Dataset rows:

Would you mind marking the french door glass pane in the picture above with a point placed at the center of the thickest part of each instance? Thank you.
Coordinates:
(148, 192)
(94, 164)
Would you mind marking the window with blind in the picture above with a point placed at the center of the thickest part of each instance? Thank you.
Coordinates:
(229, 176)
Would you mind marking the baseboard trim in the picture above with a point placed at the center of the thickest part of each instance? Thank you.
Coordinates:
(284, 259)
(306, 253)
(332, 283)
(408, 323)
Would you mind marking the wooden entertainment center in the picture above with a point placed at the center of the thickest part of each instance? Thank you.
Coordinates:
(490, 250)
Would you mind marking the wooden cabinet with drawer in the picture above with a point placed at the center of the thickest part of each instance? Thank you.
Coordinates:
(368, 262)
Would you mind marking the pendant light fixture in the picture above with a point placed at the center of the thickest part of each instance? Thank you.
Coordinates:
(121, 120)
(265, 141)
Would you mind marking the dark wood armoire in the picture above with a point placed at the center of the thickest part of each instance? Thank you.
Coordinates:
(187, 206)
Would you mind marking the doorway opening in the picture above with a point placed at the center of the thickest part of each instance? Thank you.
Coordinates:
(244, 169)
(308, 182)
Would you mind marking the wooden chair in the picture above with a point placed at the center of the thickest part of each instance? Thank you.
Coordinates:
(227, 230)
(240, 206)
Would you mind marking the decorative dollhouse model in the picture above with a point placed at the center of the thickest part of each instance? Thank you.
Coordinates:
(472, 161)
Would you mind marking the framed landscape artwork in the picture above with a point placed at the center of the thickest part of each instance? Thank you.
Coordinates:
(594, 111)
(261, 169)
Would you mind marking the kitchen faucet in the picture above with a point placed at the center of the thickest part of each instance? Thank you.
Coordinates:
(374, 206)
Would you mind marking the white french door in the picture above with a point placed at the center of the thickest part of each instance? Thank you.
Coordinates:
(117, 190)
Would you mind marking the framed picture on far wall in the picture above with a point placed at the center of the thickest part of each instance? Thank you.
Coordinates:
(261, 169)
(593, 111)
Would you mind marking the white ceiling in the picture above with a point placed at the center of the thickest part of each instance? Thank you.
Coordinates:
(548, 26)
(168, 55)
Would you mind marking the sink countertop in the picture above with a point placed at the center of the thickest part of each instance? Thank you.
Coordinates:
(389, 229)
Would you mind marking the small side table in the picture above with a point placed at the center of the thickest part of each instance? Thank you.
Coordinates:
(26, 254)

Required work> Produce an exact copy of the lines from the one containing "Would you mind marking the dark" through the last line, and of nothing else.

Written response>
Would you mind marking the dark wood armoire in the picture above with a point placed at the center of the thickest part of each instance? Thank you.
Coordinates:
(187, 206)
Would you mind marking the doorway opening in the picture above with a point placed at the center of the thickest part of each instance? Thank you.
Coordinates:
(244, 169)
(308, 182)
Would you mind marking the wooden chair in the picture above with a point placed at the center of the thickest part of each instance? Thank you.
Coordinates:
(227, 230)
(240, 206)
Would you mind marking the decorative dollhouse model in the picture above with a point placed at the center of the thickest part of each instance? Thank you.
Coordinates:
(472, 161)
Would you mind marking the framed landscape artwork in the picture above with a point placed at the center of the thickest part of each instance? Thank you.
Coordinates:
(594, 111)
(261, 169)
Would you mind marking the kitchen faucet in the picture above with a point placed at the center of the thickest part of each instance? Thank you.
Coordinates:
(374, 206)
Would you mind marking the white french door in the picture above with a point placed at the center of the thickest part of each instance? Thank you.
Coordinates:
(117, 190)
Would you mind marking the framed picture on far wall in the picture above with a point placed at the center of the thickest part of each instance? Thank you.
Coordinates:
(261, 169)
(593, 111)
Would you mind marking the white ceiling in the picture above with a point placed at the center of the thickest part of each instance? Thank you.
Coordinates:
(548, 26)
(168, 55)
Would you mind marking the sink countertop in the picture above with a point placed at the center of the thickest part of each instance? Thank you.
Coordinates:
(389, 229)
Would you mind marking the small side table in the picture above with a point placed at the center of the thickest part of each instance? Thank you.
Coordinates:
(26, 254)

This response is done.